Extract provided:
Riyadh is facing an economic crisis of its own. The ambitions of Crown Prince Mohammad Bin Salman to attract foreign investments and businesses — needed to employ a growing young population — have hit a wall in the wake of his increasingly authoritarian rule. 

A steep decline in oil prices, a source of nearly two-thirds of the kingdom's budget revenue, has forced Saudi rulers to cut wages, increase fuel prices and roll back generous handouts. 

In such circumstances, it makes sense for an oil-rich country like Saudi Arabia to find ways to preserve cash. Its relations with Pakistan, however, have been bumpy in recent months, fuelling concerns that the two prominent Muslim countries are not on the same page. 

Last week, Pakistan Foreign Minister, Shah Mehmood Qureshi, uttered an unusually blunt remark during a TV talk show, warning Riyadh to alter its stance on disputed Kashmir territory. 

Pakistan has for months tried to call a meeting of Muslim diplomats under the aegis of Organisation of Islamic Conference (OIC). Saudi Arabia has stonewalled its request.

Instructions:
- A) In the passage on Saudi-Pakistan relations, rewrite the part starting with "In such circumstances, it" and going on through "disputed Kashmir territory.", changing "bumpy" to "strained".
- B) Using the passage on Saudi-Pakistan relations, answer the following:
(i) What share of the kingdom's budget revenue does oil provide?
(ii) In what setting did Shah Mehmood Qureshi make his remark?
(iii) Under the aegis of which organization has Pakistan tried to call a meeting of Muslim diplomats?

Records from a dataset:
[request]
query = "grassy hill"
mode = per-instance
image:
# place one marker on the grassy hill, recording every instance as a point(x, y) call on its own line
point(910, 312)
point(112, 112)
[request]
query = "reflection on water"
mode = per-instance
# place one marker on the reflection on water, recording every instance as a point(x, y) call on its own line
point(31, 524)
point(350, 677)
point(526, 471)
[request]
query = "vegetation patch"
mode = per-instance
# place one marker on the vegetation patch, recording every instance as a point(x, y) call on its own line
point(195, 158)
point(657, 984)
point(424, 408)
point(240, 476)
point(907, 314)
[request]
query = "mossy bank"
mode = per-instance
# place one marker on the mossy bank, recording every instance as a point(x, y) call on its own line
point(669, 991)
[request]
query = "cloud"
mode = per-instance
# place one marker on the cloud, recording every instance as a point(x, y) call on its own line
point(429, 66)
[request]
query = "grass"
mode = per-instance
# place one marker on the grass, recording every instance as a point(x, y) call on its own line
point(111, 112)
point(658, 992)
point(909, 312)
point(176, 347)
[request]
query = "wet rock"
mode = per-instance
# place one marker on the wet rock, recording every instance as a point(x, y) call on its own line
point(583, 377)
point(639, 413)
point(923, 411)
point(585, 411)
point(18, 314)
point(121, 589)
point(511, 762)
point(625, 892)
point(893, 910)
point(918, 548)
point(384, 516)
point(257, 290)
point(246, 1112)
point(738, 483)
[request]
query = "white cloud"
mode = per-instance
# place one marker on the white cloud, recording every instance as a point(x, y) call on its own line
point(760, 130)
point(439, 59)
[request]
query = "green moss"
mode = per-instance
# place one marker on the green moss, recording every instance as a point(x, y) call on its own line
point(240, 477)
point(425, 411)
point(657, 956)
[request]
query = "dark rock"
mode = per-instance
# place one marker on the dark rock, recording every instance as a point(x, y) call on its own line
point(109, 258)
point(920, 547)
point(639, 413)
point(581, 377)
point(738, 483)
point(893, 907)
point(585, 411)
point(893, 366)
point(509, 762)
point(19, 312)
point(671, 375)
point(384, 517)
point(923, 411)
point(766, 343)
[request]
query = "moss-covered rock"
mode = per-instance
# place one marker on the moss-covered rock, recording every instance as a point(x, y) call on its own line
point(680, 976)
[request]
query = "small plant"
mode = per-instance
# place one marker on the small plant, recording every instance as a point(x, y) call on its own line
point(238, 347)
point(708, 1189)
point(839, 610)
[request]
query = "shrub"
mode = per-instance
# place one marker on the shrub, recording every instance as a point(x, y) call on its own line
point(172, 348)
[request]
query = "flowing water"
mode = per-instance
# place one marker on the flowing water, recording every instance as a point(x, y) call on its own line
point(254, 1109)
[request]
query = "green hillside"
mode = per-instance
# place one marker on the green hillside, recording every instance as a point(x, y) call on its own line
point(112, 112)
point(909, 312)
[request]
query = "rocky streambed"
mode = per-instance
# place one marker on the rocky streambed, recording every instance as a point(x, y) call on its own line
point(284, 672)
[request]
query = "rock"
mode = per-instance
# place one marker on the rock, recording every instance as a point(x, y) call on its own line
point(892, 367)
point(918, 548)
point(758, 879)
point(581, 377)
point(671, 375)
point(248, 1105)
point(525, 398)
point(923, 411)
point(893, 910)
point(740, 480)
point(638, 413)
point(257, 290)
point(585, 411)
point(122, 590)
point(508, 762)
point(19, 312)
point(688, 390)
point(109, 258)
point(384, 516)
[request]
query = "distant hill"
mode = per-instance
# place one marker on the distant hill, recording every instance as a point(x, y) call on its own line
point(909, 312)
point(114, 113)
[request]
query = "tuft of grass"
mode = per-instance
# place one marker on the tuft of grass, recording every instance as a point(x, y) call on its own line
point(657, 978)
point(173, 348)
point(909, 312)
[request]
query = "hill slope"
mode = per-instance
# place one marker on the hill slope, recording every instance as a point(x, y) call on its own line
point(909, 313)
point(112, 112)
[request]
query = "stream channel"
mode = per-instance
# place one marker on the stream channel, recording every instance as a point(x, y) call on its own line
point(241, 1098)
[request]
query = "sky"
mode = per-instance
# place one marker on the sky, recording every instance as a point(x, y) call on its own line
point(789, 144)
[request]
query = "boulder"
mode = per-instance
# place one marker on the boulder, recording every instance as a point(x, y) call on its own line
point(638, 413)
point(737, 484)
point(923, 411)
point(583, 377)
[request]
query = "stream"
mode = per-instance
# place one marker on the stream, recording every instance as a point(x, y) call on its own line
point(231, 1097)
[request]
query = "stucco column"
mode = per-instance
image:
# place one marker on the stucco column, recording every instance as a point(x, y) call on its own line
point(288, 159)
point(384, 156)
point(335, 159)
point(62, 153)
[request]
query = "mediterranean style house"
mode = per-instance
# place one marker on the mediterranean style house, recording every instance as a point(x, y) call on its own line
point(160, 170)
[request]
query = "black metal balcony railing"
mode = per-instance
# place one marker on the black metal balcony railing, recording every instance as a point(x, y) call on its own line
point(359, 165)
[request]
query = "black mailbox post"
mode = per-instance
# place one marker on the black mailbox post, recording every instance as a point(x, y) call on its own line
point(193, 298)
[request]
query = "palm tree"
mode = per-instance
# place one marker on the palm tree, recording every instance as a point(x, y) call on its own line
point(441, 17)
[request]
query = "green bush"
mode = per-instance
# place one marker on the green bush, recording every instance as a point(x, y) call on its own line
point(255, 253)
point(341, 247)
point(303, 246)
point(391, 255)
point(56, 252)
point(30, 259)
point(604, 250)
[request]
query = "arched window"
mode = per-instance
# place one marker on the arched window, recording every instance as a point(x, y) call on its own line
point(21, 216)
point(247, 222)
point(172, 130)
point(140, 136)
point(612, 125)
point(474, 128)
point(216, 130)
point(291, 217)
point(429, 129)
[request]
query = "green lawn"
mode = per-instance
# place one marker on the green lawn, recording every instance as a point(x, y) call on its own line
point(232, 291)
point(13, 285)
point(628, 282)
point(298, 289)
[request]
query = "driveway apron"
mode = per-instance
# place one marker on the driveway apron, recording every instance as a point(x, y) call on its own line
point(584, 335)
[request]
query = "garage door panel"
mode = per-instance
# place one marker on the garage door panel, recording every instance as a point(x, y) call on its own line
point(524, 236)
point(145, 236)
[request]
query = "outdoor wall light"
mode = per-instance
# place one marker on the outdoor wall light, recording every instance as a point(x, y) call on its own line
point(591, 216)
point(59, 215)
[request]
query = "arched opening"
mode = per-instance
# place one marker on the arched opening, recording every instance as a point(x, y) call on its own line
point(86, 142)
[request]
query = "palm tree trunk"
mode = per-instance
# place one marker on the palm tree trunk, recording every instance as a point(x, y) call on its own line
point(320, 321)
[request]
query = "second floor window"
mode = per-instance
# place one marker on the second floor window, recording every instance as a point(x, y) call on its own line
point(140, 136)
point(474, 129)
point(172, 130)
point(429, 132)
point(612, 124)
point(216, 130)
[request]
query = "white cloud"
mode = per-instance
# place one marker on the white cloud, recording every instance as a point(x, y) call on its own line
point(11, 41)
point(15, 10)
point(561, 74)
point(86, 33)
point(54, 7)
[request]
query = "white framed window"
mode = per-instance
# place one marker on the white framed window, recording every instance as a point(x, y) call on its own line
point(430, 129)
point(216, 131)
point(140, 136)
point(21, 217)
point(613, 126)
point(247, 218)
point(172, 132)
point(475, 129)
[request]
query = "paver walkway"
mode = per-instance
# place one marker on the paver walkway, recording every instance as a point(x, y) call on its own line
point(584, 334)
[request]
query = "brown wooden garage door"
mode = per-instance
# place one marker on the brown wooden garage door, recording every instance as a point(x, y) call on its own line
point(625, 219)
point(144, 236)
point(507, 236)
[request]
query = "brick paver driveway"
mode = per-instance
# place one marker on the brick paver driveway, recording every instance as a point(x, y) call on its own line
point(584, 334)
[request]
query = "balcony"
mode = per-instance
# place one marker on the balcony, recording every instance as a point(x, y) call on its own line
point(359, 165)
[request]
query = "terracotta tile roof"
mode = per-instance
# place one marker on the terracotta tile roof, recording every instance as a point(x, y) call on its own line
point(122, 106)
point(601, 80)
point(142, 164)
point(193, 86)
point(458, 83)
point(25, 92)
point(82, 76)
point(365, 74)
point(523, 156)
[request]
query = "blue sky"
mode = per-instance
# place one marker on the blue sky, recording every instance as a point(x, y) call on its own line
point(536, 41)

Results of the exercise:
- A)
In such circumstances, it makes sense for an oil-rich country like Saudi Arabia to find ways to preserve cash. Its relations with Pakistan, however, have been strained in recent months, fuelling concerns that the two prominent Muslim countries are not on the same page. 

Last week, Pakistan Foreign Minister, Shah Mehmood Qureshi, uttered an unusually blunt remark during a TV talk show, warning Riyadh to alter its stance on disputed Kashmir territory.

- B)
(i) Nearly two-thirds.
(ii) During a TV talk show.
(iii) The Organisation of Islamic Conference (OIC).